__Materials provided__:
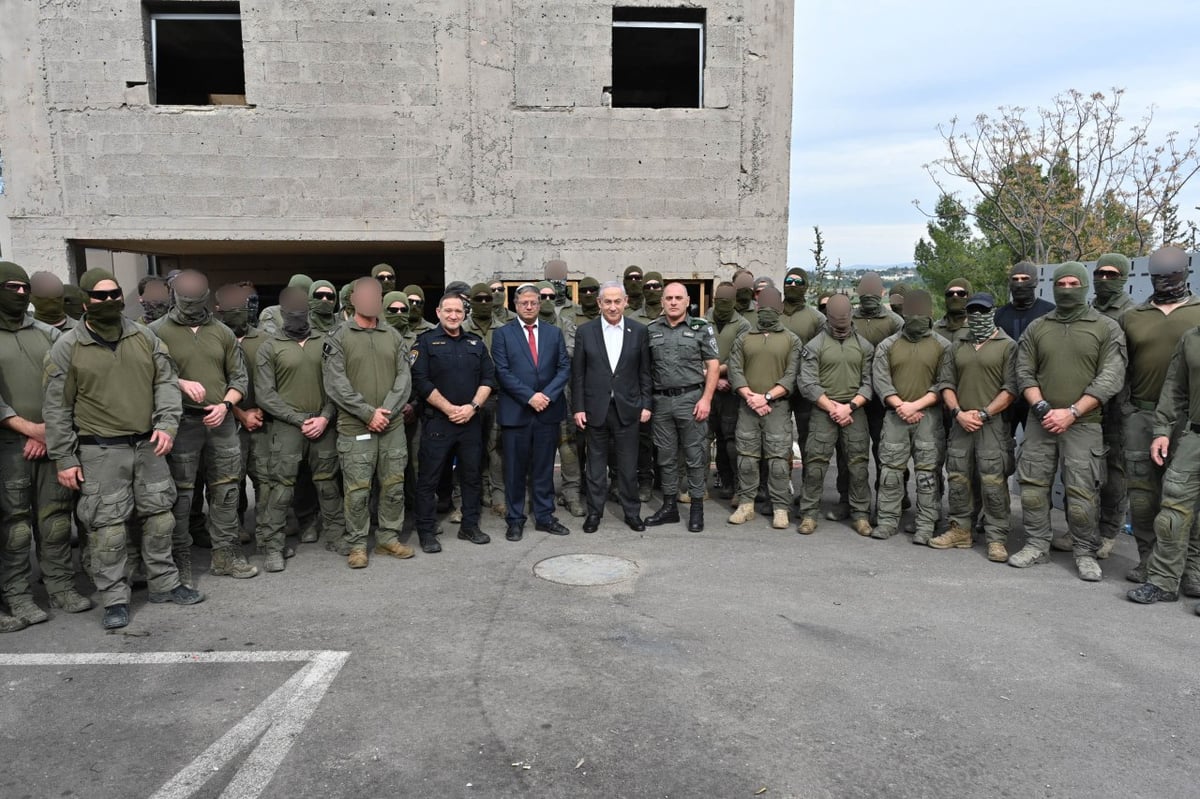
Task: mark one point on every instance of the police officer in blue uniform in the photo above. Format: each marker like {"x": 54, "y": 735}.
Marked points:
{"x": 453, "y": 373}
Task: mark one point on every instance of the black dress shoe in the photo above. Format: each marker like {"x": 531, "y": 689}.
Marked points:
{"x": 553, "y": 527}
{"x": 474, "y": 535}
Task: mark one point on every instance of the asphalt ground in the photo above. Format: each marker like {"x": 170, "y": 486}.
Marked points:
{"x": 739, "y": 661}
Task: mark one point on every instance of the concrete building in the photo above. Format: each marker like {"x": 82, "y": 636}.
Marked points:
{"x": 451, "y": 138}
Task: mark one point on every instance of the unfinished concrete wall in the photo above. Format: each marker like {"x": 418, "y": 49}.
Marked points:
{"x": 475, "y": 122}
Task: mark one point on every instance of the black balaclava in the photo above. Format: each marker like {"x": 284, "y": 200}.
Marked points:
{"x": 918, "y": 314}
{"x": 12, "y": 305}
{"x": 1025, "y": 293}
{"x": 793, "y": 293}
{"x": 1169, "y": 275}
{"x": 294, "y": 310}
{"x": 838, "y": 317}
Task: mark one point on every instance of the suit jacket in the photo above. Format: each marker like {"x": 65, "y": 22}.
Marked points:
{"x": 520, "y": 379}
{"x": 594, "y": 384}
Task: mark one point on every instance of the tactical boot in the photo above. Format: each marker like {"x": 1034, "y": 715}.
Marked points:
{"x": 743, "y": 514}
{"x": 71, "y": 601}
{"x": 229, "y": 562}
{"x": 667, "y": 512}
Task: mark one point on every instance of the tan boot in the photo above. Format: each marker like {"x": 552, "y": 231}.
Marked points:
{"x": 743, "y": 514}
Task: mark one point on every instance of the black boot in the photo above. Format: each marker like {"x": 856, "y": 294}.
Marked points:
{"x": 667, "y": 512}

__Work request__:
Please set down every record exactly as it appears, leaving out the pictures.

__Response area__:
Task: mark one point on every instance of the police officer in blue uniform in the photo above. Format: each marker like {"x": 54, "y": 735}.
Marked points:
{"x": 453, "y": 373}
Task: mark one point on every instance of the black dress shoe in the photo above. Format: each marker like {"x": 531, "y": 689}.
Marked points:
{"x": 553, "y": 527}
{"x": 474, "y": 535}
Task: mark one point on every instance of the asphalt ground in the photo above. Format: each marker like {"x": 170, "y": 486}.
Marked points:
{"x": 739, "y": 661}
Task: mark one point on every instance of the concrete building in the photo above. Format: each marker like {"x": 82, "y": 636}.
Marked points:
{"x": 451, "y": 138}
Task: mark one point on every instance of the unfinished concrete wall in the photo above. Format: each marker like {"x": 418, "y": 49}.
Marked points:
{"x": 475, "y": 122}
Task: mark one point on every instance of the black balaclava in the photo above. Format: each marker like {"x": 284, "y": 200}.
Marked points:
{"x": 918, "y": 314}
{"x": 12, "y": 305}
{"x": 1025, "y": 293}
{"x": 793, "y": 293}
{"x": 1169, "y": 275}
{"x": 294, "y": 310}
{"x": 838, "y": 317}
Task: mark one point on every instance of the suit jacket in the photo above. Format: each marker like {"x": 65, "y": 22}.
Marked points:
{"x": 520, "y": 379}
{"x": 594, "y": 384}
Task: mark one point on every instance of the tactical boot in the photo above. Format: each marker like {"x": 1034, "y": 715}.
Marked points:
{"x": 743, "y": 514}
{"x": 71, "y": 601}
{"x": 229, "y": 562}
{"x": 667, "y": 512}
Task: mark one point on every instance of the tan boot in the photo above. Format: each marker like {"x": 552, "y": 231}.
Marked points:
{"x": 743, "y": 514}
Task: mark one point on every instance of the black boot in the photo above. Format: each marker like {"x": 856, "y": 294}.
Marked points:
{"x": 667, "y": 512}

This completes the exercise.